#### DOCUMENT SECTION ####

What turf trends are you seeing right now? Anything new?  As technology continues to advance, the flooring industry is reaping the benefits of those advancements. Concerns over athlete safety, along with interest in performance characteristics and aesthetic appeal have continued to evolve this category of product. New types of infill to reduce outdoor turf temperatures, shock pads that reduce impact from the body, and even synthetic turf that looks almost like real grass are definitely trending currently.

What other tips or advice could you provide club operators on turf?  When it comes to flooring in general, facility and club owners have traditionally treated flooring as an afterthought. More thought and focus is placed on the type of equipment that an owner is placing in their facility than the floor. The truth is, making the investment in a quality floor is the best investment an owner can make. You wouldn’t continue building the walls and ceiling of a facility if its foundation wasn’t secure, so why should a facility owner settle for a cheap flooring system upon which everything else in his or her facility will be built upon? Making the investment in a quality floor is ensuring your athletes or members are training in a safe environment, and is contributing to the overall performance of your facility.


Bo Barber

Vice President of Marketing & Business Development 


What questions should club owners ask when making a sustainable flooring choice?  Sustainability is an interesting word that has been misinterpreted in our industry for years. I suggest that club owners separate this word into two parts: “sustain” and “ability.” I think the primary question is how well a particular surface sustains the ability of members to participate. How can a floor do more to make the fitness environment better for people? At Ecore, we focus on safety, ergonomics and acoustics. Fitness flooring is not created equal when it comes to these critical performance characteristics.

The environmental or “green” connotation of sustainable is a much different story. At Ecore, we transform reclaimed waste into performance surfaces to make people’s lives better. When looking at other surfacing manufacturers that claim to be sustainable, be sure to investigate where they are sourcing their materials and how they are being manufactured. We use a food-grade process to clean, screen and grind our rubber to create superior surfacing.

What are some common mistakes you see clubs making with sustainable flooring?  I think club owners over estimating the quality of their maintenance and janitorial staff is a common mistake. Another related mistake is not considering the environmental impacts of the actual cleaning solutions being used on the floors.

What sustainable flooring trends are you seeing right now? Anything new?  Customers expect club owners to provide them with the best surfaces possible. The right look and color help to motivate and train people, while bold colors and custom logos can inspire. Specifying a variety of surfaces — from resilient and soft surfaces to specialty slip-resistant floors — adds interest and a tailored approach to your customers’ needs.

What other tips or advice could you provide club operators on sustainable flooring?  Fitness is evolving. The current fitness trends are moving away from stationary cardio and selectorized equipment in a crowded space to members working out in more open areas for functional training and group fitness. These new spaces allow members to tailor body-centric movement. This trend puts more emphasis on the flooring, because it really becomes the primary piece of equipment. If your members matter, then the flooring they train on matters.

In order to keep the customer satisfied and healthy, it’s also important to choose a floor that can handle daily cleaning with an environmentally-friendly cleaner. Ecore Athletic resilient surfaces simply require soap and water, and our Speed & Agility Turf can be cleaned with a vacuum to remove debris.

The weightlifting area also needs to be able to handle heavy weight drops, ropes, medicine ball slams and jumping. The right floor should withstand all of these things, while providing a supportive foundation that is comfortable, ergonomic and quiet.

#### SUPPLIED ENTRIES ####

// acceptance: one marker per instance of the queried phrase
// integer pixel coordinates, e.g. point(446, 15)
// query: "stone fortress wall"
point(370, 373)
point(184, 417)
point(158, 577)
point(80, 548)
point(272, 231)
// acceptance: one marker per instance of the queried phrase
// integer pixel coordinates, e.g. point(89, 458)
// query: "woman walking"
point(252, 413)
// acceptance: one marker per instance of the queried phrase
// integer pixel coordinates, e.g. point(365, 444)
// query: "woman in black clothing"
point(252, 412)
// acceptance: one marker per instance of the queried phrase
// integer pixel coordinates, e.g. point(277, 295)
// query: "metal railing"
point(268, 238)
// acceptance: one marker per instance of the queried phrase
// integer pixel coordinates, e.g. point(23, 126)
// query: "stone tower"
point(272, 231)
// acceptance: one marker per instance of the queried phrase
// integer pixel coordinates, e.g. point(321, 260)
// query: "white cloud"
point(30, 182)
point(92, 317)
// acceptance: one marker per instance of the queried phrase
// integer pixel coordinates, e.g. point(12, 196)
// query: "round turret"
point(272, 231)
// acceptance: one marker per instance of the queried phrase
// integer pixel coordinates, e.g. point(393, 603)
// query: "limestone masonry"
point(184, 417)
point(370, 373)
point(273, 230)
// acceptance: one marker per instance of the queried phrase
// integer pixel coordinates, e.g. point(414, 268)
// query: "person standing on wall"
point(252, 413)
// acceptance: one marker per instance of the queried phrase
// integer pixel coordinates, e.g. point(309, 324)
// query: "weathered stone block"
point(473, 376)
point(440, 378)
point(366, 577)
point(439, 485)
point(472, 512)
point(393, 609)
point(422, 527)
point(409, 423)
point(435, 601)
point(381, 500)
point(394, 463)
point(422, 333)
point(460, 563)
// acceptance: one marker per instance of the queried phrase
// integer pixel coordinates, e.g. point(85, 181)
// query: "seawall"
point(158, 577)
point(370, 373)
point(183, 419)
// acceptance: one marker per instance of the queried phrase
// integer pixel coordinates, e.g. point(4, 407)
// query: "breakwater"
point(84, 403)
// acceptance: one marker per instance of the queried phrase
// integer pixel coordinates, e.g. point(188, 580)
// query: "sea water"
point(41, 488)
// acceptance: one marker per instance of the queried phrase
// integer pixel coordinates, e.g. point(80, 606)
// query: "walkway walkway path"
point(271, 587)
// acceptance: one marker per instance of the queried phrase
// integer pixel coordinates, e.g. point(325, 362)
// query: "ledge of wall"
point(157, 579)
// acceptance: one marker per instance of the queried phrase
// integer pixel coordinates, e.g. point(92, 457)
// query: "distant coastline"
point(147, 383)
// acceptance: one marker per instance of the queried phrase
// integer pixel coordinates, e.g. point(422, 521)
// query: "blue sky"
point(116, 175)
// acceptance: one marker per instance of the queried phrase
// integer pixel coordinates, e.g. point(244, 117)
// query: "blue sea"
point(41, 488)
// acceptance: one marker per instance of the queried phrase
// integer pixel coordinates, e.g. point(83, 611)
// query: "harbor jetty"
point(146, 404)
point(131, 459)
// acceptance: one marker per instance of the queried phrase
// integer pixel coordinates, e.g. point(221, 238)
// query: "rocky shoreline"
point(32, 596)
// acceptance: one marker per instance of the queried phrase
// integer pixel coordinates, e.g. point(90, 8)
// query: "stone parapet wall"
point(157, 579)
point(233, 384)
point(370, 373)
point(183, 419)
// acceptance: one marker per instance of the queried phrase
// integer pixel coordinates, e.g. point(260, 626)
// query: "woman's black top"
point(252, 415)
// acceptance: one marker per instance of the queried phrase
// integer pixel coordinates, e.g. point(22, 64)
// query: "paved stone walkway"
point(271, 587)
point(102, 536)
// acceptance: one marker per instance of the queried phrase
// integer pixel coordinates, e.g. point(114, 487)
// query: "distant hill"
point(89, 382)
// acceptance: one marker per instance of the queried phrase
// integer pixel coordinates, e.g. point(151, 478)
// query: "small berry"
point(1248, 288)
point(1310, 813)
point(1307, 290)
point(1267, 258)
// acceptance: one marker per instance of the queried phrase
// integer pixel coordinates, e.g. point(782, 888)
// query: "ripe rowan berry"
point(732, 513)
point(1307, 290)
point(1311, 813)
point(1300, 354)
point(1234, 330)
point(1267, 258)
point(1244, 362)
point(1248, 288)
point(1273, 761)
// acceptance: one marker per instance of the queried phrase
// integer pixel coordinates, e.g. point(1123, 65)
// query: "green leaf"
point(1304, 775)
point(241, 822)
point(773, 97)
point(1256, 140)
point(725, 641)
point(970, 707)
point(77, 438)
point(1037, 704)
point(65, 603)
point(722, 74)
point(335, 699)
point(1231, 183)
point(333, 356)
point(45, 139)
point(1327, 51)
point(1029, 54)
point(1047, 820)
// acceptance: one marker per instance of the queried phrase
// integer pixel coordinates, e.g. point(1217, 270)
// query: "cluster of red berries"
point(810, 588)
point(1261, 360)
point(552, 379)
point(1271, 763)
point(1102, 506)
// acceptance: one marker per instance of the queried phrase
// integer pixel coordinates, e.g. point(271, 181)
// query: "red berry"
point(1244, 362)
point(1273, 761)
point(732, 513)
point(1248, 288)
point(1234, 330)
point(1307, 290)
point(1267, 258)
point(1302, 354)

####

-- WORK REQUEST 1 --
From the text on fitness flooring above, quote everything from "What turf trends are" down to "definitely trending currently.".
-- WORK REQUEST 2 --
Translate this sentence from the text on fitness flooring into Spanish: "If your members matter, then the flooring they train on matters."

-- TASK OUTPUT 1 --
What turf trends are you seeing right now? Anything new?  As technology continues to advance, the flooring industry is reaping the benefits of those advancements. Concerns over athlete safety, along with interest in performance characteristics and aesthetic appeal have continued to evolve this category of product. New types of infill to reduce outdoor turf temperatures, shock pads that reduce impact from the body, and even synthetic turf that looks almost like real grass are definitely trending currently.

-- TASK OUTPUT 2 --
Si sus socios importan, entonces el piso sobre el que entrenan importa.